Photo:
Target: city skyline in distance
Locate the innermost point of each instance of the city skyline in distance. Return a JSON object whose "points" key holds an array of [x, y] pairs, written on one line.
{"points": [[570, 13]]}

────────────────

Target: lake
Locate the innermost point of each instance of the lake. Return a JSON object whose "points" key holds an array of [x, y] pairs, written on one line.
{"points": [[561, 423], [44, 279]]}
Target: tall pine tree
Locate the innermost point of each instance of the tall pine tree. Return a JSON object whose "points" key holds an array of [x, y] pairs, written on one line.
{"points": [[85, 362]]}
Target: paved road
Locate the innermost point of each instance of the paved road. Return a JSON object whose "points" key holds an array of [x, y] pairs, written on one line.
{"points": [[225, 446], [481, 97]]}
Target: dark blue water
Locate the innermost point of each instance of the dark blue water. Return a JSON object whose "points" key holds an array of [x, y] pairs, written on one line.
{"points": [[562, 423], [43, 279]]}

────────────────

▸ The request
Pull out each line of the rows above that contains the string "lake", treating uppercase and lowercase as different.

▸ Written solution
Target: lake
Locate the innermost point of each instance of the lake. Return a JSON object whose "points" key holds an array of [x, y] pairs, written on one line.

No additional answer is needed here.